Valutazione Nazionale INVALSI Stampa
Giovedì 10 Novembre 2005

Come ci insegna la storiografia, un fatto non è mai in sé: oggettivo, definito, univoco.
In quanto prodotto di una volontà, chiede di essere interpretato.
Non vi è dubbio che questo progetto di valutazione nazionale INVALSI sia un grande fatto.
Coinvolge annualmente milioni di persone (studenti, genitori, insegnanti).
Dunque noi dobbiamo tentare di interpretarlo e contestualizzarlo, scavando al di là della serietà e dell’impegno indiscusso di chi lo sta gestendo sul piano organizzativo. Il prof. Marangon che gentilmente ha accettato di partecipare a questo dibattito, cercherà di convincerci che il Progetto è valido anche sul piano del merito.
E di elementi di convincimento abbiamo bisogno perché, se c’è stata una così forte opposizione al Progetto è perché in questa operazione vi sono alcune ombre che ne nascondono un preciso significato politico.
Parto da una considerazione, dal punto di vista della statistica che – in quanto branca della matematica – è una scienza, per proporre una prima osservazione critica di carattere generale.
Metto in discussione – sul piano dell’indagine statistica – la scelta assolutamente anomala di un’indagine che ha come soggetto l’intero universo statistico, anziché un campione rappresentativo.
E’ certamente anomala la messa in moto con scadenza annuale di una simile colossale e costosa macchina organizzativa.
Un’indagine “totale” di questa natura avviene col Censimento, che non per nulla è decennale.
Forse azzardo – e il prof. Marangon mi correggerà – ma non mi risulta che in altri paese una valutazione del sistema scolastico venga effettuata con un censimento dell’intero universo statistico.
----------
**RICHIESTA 1**
Cambia "decennale" in "quinquennale" e riscrivi la parte del testo sulla valutazione INVALSI che parte da "E’ certamente anomala" e termina con "dell’intero universo statistico.".
**RICHIESTA 2**
Secondo il testo sulla valutazione INVALSI, ogni quanti anni si svolge il Censimento?
**RICHIESTA 3**
Prosegui il testo sulla valutazione INVALSI dal punto in cui si interrompe.

**MATERIALE**
----------
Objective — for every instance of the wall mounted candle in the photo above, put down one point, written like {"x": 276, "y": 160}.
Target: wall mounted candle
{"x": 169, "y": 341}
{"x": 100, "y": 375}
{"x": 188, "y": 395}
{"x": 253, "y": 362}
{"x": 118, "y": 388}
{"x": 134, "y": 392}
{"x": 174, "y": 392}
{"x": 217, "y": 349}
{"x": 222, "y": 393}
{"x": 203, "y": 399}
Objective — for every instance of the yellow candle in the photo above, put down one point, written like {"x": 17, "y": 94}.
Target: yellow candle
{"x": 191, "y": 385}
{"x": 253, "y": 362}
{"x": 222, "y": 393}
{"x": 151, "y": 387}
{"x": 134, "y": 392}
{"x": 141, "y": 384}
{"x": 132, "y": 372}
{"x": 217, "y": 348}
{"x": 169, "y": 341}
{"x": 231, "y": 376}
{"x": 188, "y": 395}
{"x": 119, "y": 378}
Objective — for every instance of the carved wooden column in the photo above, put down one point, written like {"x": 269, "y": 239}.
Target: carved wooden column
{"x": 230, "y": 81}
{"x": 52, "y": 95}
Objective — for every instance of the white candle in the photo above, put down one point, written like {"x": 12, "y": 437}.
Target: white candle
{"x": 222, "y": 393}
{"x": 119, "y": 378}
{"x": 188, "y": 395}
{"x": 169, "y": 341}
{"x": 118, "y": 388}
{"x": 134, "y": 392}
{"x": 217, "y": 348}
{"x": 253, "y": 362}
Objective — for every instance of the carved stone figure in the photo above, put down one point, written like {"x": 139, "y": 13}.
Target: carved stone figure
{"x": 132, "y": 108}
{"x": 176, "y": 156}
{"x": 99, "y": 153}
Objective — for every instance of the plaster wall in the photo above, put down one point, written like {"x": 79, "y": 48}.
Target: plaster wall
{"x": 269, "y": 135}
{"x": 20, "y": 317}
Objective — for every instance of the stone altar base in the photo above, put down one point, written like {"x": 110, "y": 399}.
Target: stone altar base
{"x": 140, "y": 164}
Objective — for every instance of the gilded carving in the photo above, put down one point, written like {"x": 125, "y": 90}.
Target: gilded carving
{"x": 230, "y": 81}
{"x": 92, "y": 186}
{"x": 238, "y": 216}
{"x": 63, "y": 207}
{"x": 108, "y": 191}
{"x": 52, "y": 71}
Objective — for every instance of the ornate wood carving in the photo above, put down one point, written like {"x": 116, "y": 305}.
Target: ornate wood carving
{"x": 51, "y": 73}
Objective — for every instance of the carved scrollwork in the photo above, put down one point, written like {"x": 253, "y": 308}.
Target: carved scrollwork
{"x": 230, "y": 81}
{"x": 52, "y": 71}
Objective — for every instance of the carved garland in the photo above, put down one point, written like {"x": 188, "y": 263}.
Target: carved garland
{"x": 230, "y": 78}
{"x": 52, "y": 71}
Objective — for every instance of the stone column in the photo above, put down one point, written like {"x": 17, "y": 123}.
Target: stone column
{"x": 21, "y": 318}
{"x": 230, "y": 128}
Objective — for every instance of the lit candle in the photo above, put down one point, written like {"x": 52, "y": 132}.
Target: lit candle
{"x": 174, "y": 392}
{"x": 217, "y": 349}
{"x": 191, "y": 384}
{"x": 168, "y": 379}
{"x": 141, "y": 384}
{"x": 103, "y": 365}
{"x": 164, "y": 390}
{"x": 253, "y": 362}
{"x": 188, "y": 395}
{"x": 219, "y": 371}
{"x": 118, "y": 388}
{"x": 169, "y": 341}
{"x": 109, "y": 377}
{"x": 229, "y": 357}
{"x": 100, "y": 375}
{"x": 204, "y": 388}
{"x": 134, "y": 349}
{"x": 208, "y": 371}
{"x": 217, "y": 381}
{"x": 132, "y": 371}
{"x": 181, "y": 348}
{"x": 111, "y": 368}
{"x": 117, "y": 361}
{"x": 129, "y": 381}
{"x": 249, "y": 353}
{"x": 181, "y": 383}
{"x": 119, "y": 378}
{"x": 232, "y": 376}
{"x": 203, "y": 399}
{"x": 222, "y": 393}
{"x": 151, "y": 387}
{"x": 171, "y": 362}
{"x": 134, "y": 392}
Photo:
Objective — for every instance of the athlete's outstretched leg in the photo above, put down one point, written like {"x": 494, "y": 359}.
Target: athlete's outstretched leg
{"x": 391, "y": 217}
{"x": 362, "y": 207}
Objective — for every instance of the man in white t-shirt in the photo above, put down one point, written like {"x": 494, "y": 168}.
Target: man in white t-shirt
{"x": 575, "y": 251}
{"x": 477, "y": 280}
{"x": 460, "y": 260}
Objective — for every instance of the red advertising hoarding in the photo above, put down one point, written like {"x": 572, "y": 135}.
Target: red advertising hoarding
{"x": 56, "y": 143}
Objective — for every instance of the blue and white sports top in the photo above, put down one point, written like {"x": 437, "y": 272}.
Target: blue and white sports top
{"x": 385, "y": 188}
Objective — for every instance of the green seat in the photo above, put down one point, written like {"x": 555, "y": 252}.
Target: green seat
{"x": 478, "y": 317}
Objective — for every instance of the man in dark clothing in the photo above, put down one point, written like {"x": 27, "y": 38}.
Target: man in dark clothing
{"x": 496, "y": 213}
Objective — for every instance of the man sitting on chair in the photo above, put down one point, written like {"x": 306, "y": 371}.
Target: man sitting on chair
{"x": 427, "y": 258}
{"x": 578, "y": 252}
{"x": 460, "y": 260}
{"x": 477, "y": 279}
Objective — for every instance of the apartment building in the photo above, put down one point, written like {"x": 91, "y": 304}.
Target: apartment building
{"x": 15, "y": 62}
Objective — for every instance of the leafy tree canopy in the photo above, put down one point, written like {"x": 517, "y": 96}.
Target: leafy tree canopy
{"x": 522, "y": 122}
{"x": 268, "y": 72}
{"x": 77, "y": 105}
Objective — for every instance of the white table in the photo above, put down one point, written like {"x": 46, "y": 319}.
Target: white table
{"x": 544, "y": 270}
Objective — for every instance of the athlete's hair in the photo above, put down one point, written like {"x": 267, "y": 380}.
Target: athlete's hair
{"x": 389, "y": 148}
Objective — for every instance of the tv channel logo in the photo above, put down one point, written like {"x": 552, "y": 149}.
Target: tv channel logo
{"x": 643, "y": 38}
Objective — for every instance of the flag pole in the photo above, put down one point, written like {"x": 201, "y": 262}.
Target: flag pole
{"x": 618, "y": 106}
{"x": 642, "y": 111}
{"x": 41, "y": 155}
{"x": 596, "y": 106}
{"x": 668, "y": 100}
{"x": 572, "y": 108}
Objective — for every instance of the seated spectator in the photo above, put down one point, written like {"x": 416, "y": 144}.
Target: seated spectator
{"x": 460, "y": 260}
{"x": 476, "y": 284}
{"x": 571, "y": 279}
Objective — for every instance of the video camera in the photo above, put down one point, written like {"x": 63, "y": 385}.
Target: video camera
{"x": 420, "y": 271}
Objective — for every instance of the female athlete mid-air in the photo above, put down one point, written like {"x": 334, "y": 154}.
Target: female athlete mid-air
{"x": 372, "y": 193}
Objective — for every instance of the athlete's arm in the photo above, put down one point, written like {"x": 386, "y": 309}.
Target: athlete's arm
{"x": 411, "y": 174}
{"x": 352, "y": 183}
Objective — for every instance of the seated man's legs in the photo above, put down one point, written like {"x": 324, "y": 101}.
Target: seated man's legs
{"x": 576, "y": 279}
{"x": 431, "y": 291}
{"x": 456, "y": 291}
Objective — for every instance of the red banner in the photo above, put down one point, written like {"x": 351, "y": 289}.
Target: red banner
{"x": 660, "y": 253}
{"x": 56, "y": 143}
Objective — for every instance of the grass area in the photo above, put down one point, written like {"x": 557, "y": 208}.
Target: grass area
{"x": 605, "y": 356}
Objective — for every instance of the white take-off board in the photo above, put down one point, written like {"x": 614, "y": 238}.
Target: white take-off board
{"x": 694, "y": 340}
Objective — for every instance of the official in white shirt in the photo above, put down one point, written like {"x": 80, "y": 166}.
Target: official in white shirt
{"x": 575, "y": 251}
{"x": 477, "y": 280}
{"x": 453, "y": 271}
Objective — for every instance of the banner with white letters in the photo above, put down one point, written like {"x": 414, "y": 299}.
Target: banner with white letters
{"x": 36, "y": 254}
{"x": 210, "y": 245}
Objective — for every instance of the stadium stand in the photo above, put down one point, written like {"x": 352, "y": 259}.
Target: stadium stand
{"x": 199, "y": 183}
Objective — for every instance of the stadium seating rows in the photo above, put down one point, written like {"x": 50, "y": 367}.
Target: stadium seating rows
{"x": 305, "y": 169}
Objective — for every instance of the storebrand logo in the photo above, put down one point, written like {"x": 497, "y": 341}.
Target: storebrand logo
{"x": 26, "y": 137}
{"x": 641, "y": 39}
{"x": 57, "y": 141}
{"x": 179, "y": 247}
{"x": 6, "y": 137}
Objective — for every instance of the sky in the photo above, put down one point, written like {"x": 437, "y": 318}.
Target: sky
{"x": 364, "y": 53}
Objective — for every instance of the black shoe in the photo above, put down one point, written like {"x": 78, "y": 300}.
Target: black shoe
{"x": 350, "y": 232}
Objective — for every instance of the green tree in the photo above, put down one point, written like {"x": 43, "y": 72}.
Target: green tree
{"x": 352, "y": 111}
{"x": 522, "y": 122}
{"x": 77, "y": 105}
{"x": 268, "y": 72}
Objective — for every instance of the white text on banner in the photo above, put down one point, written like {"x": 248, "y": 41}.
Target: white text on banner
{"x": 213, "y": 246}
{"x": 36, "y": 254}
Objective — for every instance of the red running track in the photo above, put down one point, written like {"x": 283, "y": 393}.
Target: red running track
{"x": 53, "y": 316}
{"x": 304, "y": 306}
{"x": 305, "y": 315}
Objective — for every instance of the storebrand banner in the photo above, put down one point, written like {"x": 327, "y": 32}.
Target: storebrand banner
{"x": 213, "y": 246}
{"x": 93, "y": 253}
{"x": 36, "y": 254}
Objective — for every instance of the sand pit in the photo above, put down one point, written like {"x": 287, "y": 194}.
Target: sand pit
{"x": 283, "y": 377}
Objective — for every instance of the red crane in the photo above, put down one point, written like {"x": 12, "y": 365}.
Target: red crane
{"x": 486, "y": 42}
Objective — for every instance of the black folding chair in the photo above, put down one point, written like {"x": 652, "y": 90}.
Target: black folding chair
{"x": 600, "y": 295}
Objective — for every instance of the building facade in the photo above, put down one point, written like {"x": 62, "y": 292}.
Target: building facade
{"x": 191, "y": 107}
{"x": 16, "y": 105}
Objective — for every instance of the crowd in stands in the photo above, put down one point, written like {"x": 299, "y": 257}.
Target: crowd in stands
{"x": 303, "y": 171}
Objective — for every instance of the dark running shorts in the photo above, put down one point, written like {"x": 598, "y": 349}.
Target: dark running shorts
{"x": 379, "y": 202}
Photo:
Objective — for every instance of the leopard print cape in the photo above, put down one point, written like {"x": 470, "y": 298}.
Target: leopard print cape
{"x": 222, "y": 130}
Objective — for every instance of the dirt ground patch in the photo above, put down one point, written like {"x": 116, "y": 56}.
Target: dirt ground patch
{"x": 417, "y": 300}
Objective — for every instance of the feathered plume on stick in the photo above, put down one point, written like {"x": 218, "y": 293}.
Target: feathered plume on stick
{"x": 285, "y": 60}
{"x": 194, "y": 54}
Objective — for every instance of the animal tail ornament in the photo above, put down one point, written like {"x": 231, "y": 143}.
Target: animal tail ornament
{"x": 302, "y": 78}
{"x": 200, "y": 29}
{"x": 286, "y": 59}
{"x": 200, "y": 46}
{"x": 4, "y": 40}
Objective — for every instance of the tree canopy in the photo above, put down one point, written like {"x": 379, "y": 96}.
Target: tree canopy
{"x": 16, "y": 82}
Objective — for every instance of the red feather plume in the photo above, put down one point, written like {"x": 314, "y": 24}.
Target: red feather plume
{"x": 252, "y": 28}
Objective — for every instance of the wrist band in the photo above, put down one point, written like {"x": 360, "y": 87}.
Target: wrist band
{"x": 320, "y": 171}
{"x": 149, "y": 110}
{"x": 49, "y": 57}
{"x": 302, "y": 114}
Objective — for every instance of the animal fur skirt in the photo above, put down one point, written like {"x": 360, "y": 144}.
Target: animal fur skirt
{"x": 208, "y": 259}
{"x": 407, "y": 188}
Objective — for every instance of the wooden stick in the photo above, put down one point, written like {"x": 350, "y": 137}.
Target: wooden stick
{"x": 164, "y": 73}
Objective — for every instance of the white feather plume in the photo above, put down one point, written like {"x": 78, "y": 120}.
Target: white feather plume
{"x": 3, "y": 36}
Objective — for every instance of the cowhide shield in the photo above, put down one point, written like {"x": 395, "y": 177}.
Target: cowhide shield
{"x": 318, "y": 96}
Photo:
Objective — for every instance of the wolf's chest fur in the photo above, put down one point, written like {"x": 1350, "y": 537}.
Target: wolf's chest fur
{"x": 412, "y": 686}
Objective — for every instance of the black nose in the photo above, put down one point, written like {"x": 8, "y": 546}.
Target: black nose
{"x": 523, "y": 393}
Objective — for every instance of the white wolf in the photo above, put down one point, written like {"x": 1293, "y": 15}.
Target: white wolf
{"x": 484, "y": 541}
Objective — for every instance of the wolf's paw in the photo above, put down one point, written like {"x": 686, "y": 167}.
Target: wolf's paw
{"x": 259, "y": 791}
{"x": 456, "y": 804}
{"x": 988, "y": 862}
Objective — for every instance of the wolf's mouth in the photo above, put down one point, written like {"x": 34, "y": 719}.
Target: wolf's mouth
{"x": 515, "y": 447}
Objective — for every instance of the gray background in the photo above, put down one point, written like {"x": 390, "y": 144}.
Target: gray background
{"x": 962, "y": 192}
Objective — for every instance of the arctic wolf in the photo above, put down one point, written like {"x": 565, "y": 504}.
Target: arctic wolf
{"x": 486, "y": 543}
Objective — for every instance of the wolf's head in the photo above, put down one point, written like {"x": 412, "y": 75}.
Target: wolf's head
----------
**RISPOSTA 1**
E’ certamente anomala la messa in moto con scadenza annuale di una simile colossale e costosa macchina organizzativa.
Un’indagine “totale” di questa natura avviene col Censimento, che non per nulla è quinquennale.
Forse azzardo – e il prof. Marangon mi correggerà – ma non mi risulta che in altri paese una valutazione del sistema scolastico venga effettuata con un censimento dell’intero universo statistico.

**RISPOSTA 2**
Ogni dieci anni: il Censimento è decennale.

**RISPOSTA 3**
Questo perché – nell’ambito della valutazione delle competenze degli alunni, sono infinitamente più attendibili le rilevazioni a campione rappresentativo, presentate da personale esterno e indipendente, l’unico in grado di garantire una corretta procedura, piuttosto che rilevazioni sull’intero universo statistico presentate dai docenti.
Docenti che hanno manifestato fin dall’inizio dubbi e sospetti sul senso dell’operazione, che non vorrebbero farla che, se sono costretti la subiscono e che per di più sono emotivamente coinvolti sul piano professionale.

Perché si può sostenere fin che si vuole che non si valuta l’alunno, né la classe né l’insegnante.
Ma gli alunni sono quelli con cui l’insegnante lavora, anche se non nella materia del test, o quelli dei colleghi.
E il test presenta quesiti su argomenti che l’insegnante, magari, non ha o non ha ancora trattato.
E il bambino che si trova davanti una domanda a cui non sa rispondere, perché a scuola non se n’è ancora parlato, che percezione può avere di sé e dell’insegnante che non ha svolto quell’argomento : se l’avesse svolto saprei rispondere !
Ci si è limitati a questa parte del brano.